• Text:
# Suppressing Thermal Noise to Sub-Millikelvin Level in a Single-Spin Quantum System Using Realtime Frequency Tracking

**Authors:** Zhiyi Hu, Jingyan He, Runchuan Ye, Xue Lin, Feifei Zhou, Nanyang Xu

PMC · DOI: 10.3390/mi15070911 · Micromachines · 2024-07-13

## TL;DR

Researchers developed a method to reduce thermal noise in a single-spin quantum system to sub-millikelvin levels without complex equipment, improving sensor performance.

## Contribution

A novel active frequency tracking method achieves sub-millikelvin thermal noise suppression without extra thermal control.

## Key findings

- Thermal noise was suppressed to 0.8 mK without additional thermal control equipment.
- Spin-state readout contrast was significantly improved in long experiments.
- The method is broadly applicable to NV-based single-spin experiments and quantum sensing.

• Record excerpts:
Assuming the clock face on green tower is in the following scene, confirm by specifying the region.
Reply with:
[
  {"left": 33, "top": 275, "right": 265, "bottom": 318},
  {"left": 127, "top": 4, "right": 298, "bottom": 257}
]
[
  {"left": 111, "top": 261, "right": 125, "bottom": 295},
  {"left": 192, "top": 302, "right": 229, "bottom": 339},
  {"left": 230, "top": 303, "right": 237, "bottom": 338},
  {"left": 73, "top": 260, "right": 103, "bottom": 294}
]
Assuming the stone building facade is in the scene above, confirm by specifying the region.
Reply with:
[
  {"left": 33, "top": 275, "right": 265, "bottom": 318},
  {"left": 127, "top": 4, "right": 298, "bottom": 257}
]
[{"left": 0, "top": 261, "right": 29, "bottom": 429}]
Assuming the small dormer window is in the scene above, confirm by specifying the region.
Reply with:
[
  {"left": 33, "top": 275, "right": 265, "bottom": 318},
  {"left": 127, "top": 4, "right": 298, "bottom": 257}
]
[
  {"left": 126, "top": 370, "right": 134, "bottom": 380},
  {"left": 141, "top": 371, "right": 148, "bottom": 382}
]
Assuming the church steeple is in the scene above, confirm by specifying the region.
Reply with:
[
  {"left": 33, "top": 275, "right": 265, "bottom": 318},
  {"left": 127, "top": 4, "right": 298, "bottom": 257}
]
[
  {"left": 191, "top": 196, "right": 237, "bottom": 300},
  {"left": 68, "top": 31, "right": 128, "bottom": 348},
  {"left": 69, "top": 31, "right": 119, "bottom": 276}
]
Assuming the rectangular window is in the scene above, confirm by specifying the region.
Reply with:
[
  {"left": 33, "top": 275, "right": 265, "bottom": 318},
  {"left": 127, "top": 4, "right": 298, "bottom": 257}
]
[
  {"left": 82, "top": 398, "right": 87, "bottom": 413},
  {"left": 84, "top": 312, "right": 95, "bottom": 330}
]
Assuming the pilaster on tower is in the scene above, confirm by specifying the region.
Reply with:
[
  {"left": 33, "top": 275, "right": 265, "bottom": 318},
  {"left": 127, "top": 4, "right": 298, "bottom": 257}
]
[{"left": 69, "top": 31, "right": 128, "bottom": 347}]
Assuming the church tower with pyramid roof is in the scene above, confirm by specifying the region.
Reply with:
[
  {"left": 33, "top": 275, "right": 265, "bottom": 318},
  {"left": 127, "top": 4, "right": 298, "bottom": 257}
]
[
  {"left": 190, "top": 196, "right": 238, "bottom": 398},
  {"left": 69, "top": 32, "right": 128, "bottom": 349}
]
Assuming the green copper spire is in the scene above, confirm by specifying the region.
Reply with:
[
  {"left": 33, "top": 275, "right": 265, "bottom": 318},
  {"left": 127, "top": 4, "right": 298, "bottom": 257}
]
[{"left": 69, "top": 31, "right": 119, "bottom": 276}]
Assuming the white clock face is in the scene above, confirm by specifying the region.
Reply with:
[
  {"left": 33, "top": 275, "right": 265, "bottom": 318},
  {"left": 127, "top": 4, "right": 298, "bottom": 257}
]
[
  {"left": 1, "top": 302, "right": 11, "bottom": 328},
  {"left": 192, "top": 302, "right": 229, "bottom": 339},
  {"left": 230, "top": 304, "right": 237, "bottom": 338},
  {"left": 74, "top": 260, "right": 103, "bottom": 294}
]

• What to work on: Continue the summary of the paper on suppressing thermal noise in a single-spin quantum system, starting after its last line.

• Expected answer:
## Abstract

A single nitrogen-vacancy (NV) center in a diamond can be used as a nanoscale sensor for magnetic field, electric field or nuclear spins. Due to its low photon detection efficiency, such sensing processes often take a long time, suffering from an electron spin resonance (ESR) frequency fluctuation induced by the time-varying thermal perturbations noise. Thus, suppressing the thermal noise is the fundamental way to enhance single-sensor performance, which is typically achieved by utilizing a thermal control protocol with a complicated and highly costly apparatus if a millikelvin-level stabilization is required. Here, we analyze the real-time thermal drift and utilize an active way to alternately track the single-spin ESR frequency drift in the experiment. Using this method, we achieve a temperature stabilization effect equivalent to sub-millikelvin (0.8 mK) level with no extra environmental thermal control, and the spin-state readout contrast is significantly improved in long-lasting experiments. This method holds broad applicability for NV-based single-spin experiments and harbors the potential for prospective expansion into diverse nanoscale quantum sensing domains.

## Full-text entities

- **Chemicals:** diamond (MESH:D018130), nitrogen (MESH:D009584)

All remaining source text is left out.